In the passage on Scottish traditional culture, reproduce verbatim the text from "As with so much" up to and including "are practically invisible.".

Start of EXTRACT PROVIDED

As with so much unionist bombast, the “shortbread tin nationalism” assertion is entirely untrue and founded upon a certain degree of (often wilful) ignorance.  Most depressing of all though, this ignorance is not reserved purely for those who oppose a yes vote in 2014, no: it’s much more endemic than that.

Of course, it makes sense for proponents of the anti-independence campaign to paint Scottish culture in terms of those tacky souvenir shops, whose hackneyed pipe muzak and tartan themed paraphernalia blight so much of Edinburgh’s old town.  After all, if our cultural heritage comprises little more than a bad Mel Gibson movie and a “see you jimmy” hat, we can’t really be serious contenders for country status, can we?

The traditional arts in Scotland – by which I mean the real ones, not the Tartan tat that sadly springs into most peoples minds – are practically invisible.

Many countries have enjoyed something of a renaissance in terms of traditional culture.  Take Ireland for example, whose modern cultural identity owes a great deal to the revival of the 60s and 70s;  the Christy Moores and Andy Irvines of this world do not represent some parochial caricature of a bygone age, rather a living, breathing culture that is as contemporary today as it ever was.

End of EXTRACT PROVIDED
Start of RECORDED INFORMATION

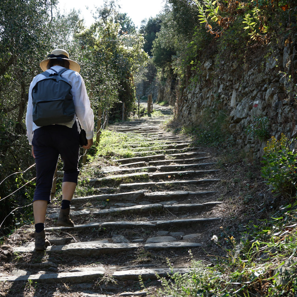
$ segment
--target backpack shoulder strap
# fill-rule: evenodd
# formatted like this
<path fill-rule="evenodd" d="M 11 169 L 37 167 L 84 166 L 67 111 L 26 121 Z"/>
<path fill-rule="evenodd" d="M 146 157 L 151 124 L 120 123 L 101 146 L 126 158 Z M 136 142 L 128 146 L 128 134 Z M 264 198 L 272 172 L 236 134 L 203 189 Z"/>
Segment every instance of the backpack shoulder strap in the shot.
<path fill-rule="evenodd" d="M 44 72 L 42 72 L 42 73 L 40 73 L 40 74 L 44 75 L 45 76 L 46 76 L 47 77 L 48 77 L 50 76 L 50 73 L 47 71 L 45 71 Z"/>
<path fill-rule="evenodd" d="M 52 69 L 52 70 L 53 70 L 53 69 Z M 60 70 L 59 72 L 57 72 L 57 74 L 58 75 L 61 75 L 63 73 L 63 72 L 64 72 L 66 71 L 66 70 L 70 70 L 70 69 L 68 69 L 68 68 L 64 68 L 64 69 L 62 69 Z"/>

End of RECORDED INFORMATION
Start of RECORDED INFORMATION

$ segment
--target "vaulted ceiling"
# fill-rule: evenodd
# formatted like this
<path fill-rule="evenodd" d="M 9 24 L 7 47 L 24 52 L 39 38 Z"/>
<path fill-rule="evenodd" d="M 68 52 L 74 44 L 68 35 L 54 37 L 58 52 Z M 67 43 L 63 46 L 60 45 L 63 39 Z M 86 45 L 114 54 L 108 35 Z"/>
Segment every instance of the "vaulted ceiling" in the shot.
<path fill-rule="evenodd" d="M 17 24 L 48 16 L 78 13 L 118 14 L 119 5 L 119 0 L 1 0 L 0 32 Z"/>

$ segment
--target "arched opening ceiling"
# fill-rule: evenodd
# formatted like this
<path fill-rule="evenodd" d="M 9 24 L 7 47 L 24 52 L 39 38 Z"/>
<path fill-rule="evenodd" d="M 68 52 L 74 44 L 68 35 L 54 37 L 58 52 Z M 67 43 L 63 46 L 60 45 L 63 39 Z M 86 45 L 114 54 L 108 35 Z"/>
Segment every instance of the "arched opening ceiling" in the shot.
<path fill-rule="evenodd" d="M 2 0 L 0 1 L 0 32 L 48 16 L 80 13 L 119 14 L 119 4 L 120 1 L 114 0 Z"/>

End of RECORDED INFORMATION
Start of RECORDED INFORMATION

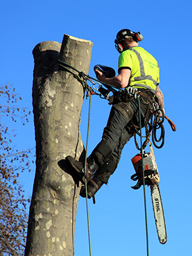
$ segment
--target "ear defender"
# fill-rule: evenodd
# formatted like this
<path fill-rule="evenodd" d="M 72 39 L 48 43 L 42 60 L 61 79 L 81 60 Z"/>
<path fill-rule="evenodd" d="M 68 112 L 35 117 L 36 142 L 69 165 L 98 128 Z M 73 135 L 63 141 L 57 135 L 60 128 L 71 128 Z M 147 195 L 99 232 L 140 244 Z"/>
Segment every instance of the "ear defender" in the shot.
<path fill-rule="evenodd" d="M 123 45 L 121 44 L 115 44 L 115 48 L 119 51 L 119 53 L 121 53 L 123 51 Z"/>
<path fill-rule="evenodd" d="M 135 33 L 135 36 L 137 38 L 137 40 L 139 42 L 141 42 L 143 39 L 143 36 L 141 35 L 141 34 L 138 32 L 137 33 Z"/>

End of RECORDED INFORMATION

● **REPLY**:
As with so much unionist bombast, the “shortbread tin nationalism” assertion is entirely untrue and founded upon a certain degree of (often wilful) ignorance.  Most depressing of all though, this ignorance is not reserved purely for those who oppose a yes vote in 2014, no: it’s much more endemic than that.

Of course, it makes sense for proponents of the anti-independence campaign to paint Scottish culture in terms of those tacky souvenir shops, whose hackneyed pipe muzak and tartan themed paraphernalia blight so much of Edinburgh’s old town.  After all, if our cultural heritage comprises little more than a bad Mel Gibson movie and a “see you jimmy” hat, we can’t really be serious contenders for country status, can we?

The traditional arts in Scotland – by which I mean the real ones, not the Tartan tat that sadly springs into most peoples minds – are practically invisible.